§ **Problem to work on**
Reproduce word for word the lines of the listing below, beginning with the line that contains "the stone column" and continuing through the line that contains "left=404, top=249, right=417, bottom=326", with both of those lines included.

§ **Extracted information**
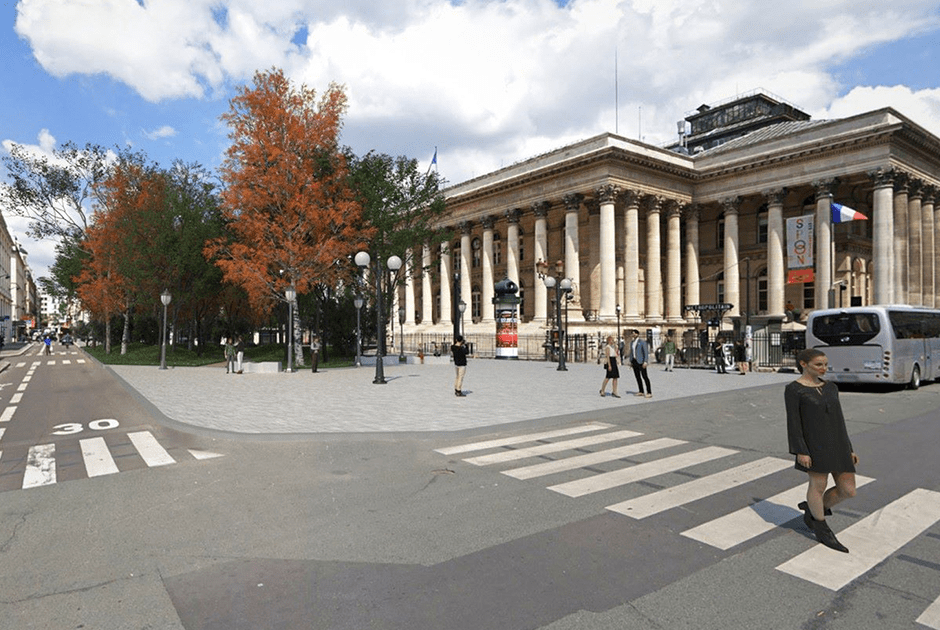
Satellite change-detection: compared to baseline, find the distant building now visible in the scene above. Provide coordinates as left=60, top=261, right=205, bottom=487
left=399, top=92, right=940, bottom=344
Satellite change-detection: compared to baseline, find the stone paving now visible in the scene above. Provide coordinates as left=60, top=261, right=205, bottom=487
left=109, top=358, right=795, bottom=435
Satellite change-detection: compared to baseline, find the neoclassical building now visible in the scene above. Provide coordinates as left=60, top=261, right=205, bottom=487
left=399, top=92, right=940, bottom=344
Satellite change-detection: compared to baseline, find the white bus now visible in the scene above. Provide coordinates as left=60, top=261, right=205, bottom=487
left=806, top=305, right=940, bottom=389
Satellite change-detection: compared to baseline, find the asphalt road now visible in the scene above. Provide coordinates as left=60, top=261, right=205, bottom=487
left=0, top=346, right=940, bottom=630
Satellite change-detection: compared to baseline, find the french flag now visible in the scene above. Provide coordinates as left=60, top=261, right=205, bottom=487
left=832, top=202, right=868, bottom=223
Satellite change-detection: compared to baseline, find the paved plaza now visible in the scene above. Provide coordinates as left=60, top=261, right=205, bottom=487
left=109, top=359, right=794, bottom=435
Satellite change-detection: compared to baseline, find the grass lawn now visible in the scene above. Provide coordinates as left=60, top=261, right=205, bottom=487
left=84, top=343, right=354, bottom=368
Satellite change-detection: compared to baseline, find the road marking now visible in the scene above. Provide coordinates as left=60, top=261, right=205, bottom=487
left=682, top=475, right=874, bottom=550
left=777, top=488, right=940, bottom=591
left=127, top=431, right=176, bottom=466
left=23, top=444, right=55, bottom=489
left=607, top=457, right=793, bottom=519
left=435, top=422, right=613, bottom=455
left=916, top=597, right=940, bottom=630
left=548, top=446, right=737, bottom=497
left=503, top=438, right=688, bottom=479
left=464, top=431, right=643, bottom=466
left=78, top=437, right=120, bottom=477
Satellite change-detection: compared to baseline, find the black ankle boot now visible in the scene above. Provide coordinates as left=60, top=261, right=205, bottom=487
left=813, top=519, right=849, bottom=553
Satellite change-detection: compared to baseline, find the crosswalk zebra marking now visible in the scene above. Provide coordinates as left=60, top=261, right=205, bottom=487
left=607, top=457, right=793, bottom=519
left=682, top=475, right=874, bottom=551
left=127, top=431, right=176, bottom=467
left=503, top=438, right=688, bottom=479
left=23, top=444, right=56, bottom=489
left=777, top=488, right=940, bottom=591
left=464, top=431, right=643, bottom=466
left=79, top=437, right=120, bottom=477
left=435, top=422, right=614, bottom=455
left=548, top=446, right=737, bottom=497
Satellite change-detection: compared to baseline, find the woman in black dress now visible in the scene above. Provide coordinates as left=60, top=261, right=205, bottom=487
left=784, top=348, right=858, bottom=553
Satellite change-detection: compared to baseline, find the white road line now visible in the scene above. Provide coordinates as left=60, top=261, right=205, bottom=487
left=777, top=488, right=940, bottom=591
left=607, top=457, right=793, bottom=519
left=78, top=437, right=120, bottom=477
left=548, top=446, right=737, bottom=497
left=916, top=597, right=940, bottom=630
left=464, top=431, right=643, bottom=466
left=682, top=475, right=874, bottom=550
left=127, top=431, right=176, bottom=466
left=435, top=422, right=613, bottom=455
left=503, top=438, right=687, bottom=479
left=23, top=444, right=55, bottom=489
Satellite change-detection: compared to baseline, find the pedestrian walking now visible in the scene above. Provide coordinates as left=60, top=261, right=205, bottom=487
left=223, top=337, right=235, bottom=374
left=235, top=335, right=245, bottom=374
left=663, top=335, right=679, bottom=372
left=628, top=328, right=653, bottom=398
left=597, top=335, right=620, bottom=398
left=784, top=348, right=858, bottom=553
left=712, top=335, right=728, bottom=374
left=450, top=335, right=467, bottom=397
left=310, top=335, right=320, bottom=372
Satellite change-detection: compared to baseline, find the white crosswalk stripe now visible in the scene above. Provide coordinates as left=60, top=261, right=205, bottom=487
left=777, top=488, right=940, bottom=591
left=682, top=476, right=874, bottom=549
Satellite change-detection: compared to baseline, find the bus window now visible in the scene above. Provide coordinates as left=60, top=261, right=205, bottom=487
left=812, top=313, right=881, bottom=346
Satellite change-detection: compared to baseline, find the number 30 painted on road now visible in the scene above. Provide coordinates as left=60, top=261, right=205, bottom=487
left=52, top=418, right=118, bottom=435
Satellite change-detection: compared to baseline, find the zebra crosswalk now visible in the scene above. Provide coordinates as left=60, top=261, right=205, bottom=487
left=0, top=431, right=221, bottom=491
left=436, top=422, right=940, bottom=630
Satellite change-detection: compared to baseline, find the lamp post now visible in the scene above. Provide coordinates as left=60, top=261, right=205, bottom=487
left=284, top=285, right=297, bottom=372
left=543, top=276, right=571, bottom=372
left=355, top=252, right=401, bottom=385
left=160, top=289, right=173, bottom=370
left=353, top=295, right=365, bottom=367
left=398, top=307, right=405, bottom=363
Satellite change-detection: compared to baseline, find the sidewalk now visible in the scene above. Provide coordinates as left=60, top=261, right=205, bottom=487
left=109, top=359, right=794, bottom=437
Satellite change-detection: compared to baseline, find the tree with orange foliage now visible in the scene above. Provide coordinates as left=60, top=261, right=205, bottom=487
left=206, top=69, right=368, bottom=366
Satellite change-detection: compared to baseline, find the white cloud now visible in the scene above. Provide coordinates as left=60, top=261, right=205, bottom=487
left=9, top=0, right=940, bottom=181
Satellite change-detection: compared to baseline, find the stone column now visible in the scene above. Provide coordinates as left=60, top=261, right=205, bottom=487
left=480, top=216, right=496, bottom=324
left=404, top=249, right=417, bottom=326
left=506, top=208, right=522, bottom=285
left=907, top=179, right=920, bottom=306
left=643, top=195, right=663, bottom=321
left=764, top=188, right=787, bottom=317
left=666, top=201, right=682, bottom=323
left=813, top=179, right=836, bottom=309
left=889, top=171, right=909, bottom=304
left=532, top=201, right=549, bottom=324
left=456, top=221, right=473, bottom=326
left=596, top=184, right=620, bottom=320
left=437, top=243, right=454, bottom=328
left=685, top=205, right=701, bottom=319
left=721, top=197, right=741, bottom=317
left=562, top=193, right=584, bottom=321
left=421, top=245, right=434, bottom=326
left=868, top=169, right=895, bottom=304
left=623, top=190, right=640, bottom=321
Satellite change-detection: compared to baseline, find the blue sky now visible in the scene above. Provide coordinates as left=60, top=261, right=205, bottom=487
left=0, top=0, right=940, bottom=277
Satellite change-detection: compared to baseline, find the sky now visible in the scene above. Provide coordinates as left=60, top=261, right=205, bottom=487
left=0, top=0, right=940, bottom=278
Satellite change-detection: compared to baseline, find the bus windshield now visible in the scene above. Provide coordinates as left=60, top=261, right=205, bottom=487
left=812, top=313, right=881, bottom=346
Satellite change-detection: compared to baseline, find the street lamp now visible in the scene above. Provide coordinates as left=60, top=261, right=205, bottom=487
left=284, top=285, right=297, bottom=372
left=353, top=295, right=365, bottom=367
left=543, top=276, right=571, bottom=372
left=160, top=289, right=173, bottom=370
left=354, top=252, right=401, bottom=385
left=398, top=307, right=405, bottom=363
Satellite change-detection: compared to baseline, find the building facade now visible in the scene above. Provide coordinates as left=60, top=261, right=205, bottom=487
left=399, top=93, right=940, bottom=346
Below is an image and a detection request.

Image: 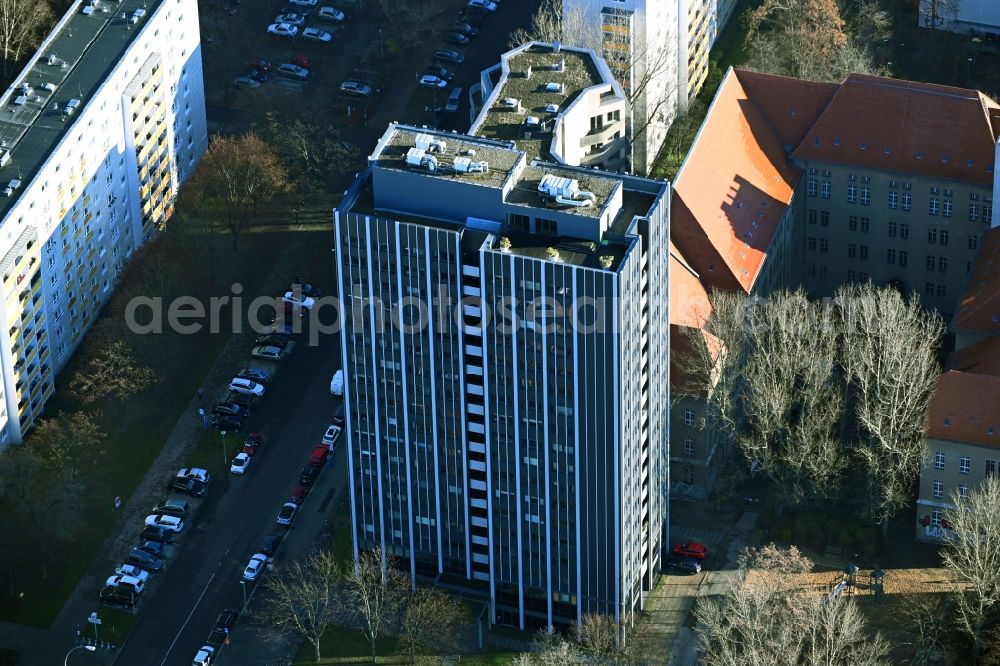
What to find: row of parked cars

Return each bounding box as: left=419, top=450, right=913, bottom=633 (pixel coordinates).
left=100, top=467, right=211, bottom=608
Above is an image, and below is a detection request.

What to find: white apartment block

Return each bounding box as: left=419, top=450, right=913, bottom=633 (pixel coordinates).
left=0, top=0, right=208, bottom=449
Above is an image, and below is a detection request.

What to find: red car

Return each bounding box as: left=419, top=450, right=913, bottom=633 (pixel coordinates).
left=674, top=543, right=708, bottom=560
left=309, top=444, right=330, bottom=465
left=243, top=432, right=264, bottom=456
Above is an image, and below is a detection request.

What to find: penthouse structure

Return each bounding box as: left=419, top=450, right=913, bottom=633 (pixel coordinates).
left=0, top=0, right=207, bottom=447
left=334, top=124, right=669, bottom=628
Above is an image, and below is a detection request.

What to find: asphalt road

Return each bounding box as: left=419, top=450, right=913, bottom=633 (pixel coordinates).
left=117, top=318, right=347, bottom=666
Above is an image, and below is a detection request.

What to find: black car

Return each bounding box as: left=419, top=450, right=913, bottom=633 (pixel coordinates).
left=139, top=525, right=174, bottom=544
left=128, top=548, right=163, bottom=573
left=667, top=553, right=701, bottom=574
left=260, top=532, right=285, bottom=557
left=424, top=65, right=455, bottom=81
left=212, top=608, right=240, bottom=634
left=167, top=479, right=208, bottom=497
left=299, top=465, right=319, bottom=486
left=444, top=32, right=469, bottom=46
left=212, top=416, right=243, bottom=432
left=212, top=402, right=250, bottom=417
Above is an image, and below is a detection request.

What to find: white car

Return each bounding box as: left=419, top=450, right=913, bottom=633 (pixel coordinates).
left=177, top=467, right=212, bottom=483
left=146, top=513, right=184, bottom=532
left=281, top=291, right=316, bottom=310
left=267, top=23, right=299, bottom=37
left=420, top=74, right=448, bottom=88
left=243, top=553, right=267, bottom=580
left=314, top=3, right=347, bottom=21
left=229, top=451, right=250, bottom=474
left=104, top=571, right=149, bottom=594
left=115, top=564, right=149, bottom=583
left=229, top=377, right=264, bottom=397
left=302, top=28, right=333, bottom=42
left=274, top=12, right=306, bottom=28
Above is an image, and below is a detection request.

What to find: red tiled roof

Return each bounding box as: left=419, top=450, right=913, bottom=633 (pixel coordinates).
left=671, top=70, right=799, bottom=293
left=951, top=228, right=1000, bottom=335
left=926, top=370, right=1000, bottom=447
left=736, top=69, right=840, bottom=153
left=792, top=74, right=1000, bottom=185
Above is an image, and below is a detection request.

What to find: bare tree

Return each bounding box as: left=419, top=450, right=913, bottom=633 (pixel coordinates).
left=194, top=132, right=287, bottom=250
left=0, top=0, right=52, bottom=87
left=256, top=550, right=347, bottom=661
left=344, top=548, right=410, bottom=664
left=941, top=477, right=1000, bottom=659
left=834, top=283, right=944, bottom=533
left=399, top=587, right=463, bottom=663
left=69, top=340, right=156, bottom=405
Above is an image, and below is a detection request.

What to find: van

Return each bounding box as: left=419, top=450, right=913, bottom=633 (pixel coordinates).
left=444, top=88, right=462, bottom=113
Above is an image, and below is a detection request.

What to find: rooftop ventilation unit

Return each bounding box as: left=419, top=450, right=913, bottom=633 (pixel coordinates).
left=414, top=132, right=448, bottom=153
left=538, top=173, right=597, bottom=208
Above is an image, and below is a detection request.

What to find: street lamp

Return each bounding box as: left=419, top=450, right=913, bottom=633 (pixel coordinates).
left=63, top=645, right=97, bottom=666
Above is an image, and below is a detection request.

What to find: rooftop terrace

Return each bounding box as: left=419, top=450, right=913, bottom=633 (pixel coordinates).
left=0, top=0, right=162, bottom=220
left=474, top=44, right=607, bottom=162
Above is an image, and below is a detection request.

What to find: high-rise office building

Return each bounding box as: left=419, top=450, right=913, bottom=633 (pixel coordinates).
left=0, top=0, right=208, bottom=448
left=334, top=125, right=669, bottom=627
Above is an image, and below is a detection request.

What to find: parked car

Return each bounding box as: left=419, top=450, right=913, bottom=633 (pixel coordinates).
left=260, top=532, right=285, bottom=557
left=667, top=553, right=701, bottom=574
left=139, top=525, right=174, bottom=543
left=167, top=479, right=208, bottom=497
left=672, top=541, right=708, bottom=561
left=250, top=345, right=285, bottom=361
left=277, top=502, right=299, bottom=527
left=302, top=27, right=333, bottom=44
left=323, top=425, right=343, bottom=451
left=340, top=81, right=372, bottom=97
left=243, top=553, right=267, bottom=581
left=299, top=465, right=319, bottom=486
left=278, top=62, right=309, bottom=81
left=274, top=12, right=306, bottom=28
left=229, top=451, right=250, bottom=474
left=236, top=368, right=271, bottom=385
left=444, top=32, right=469, bottom=46
left=146, top=513, right=184, bottom=532
left=418, top=74, right=448, bottom=89
left=267, top=23, right=299, bottom=37
left=243, top=432, right=264, bottom=456
left=229, top=377, right=264, bottom=397
left=434, top=49, right=465, bottom=65
left=309, top=444, right=330, bottom=465
left=444, top=88, right=462, bottom=113
left=177, top=467, right=212, bottom=483
left=316, top=7, right=347, bottom=23
left=128, top=548, right=163, bottom=573
left=105, top=574, right=146, bottom=594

§ **Solution for this task**
Satellite change-detection: compared to baseline, find the stone column now visible in the scene above. Provide coordinates as left=60, top=261, right=205, bottom=487
left=480, top=216, right=496, bottom=324
left=404, top=249, right=417, bottom=326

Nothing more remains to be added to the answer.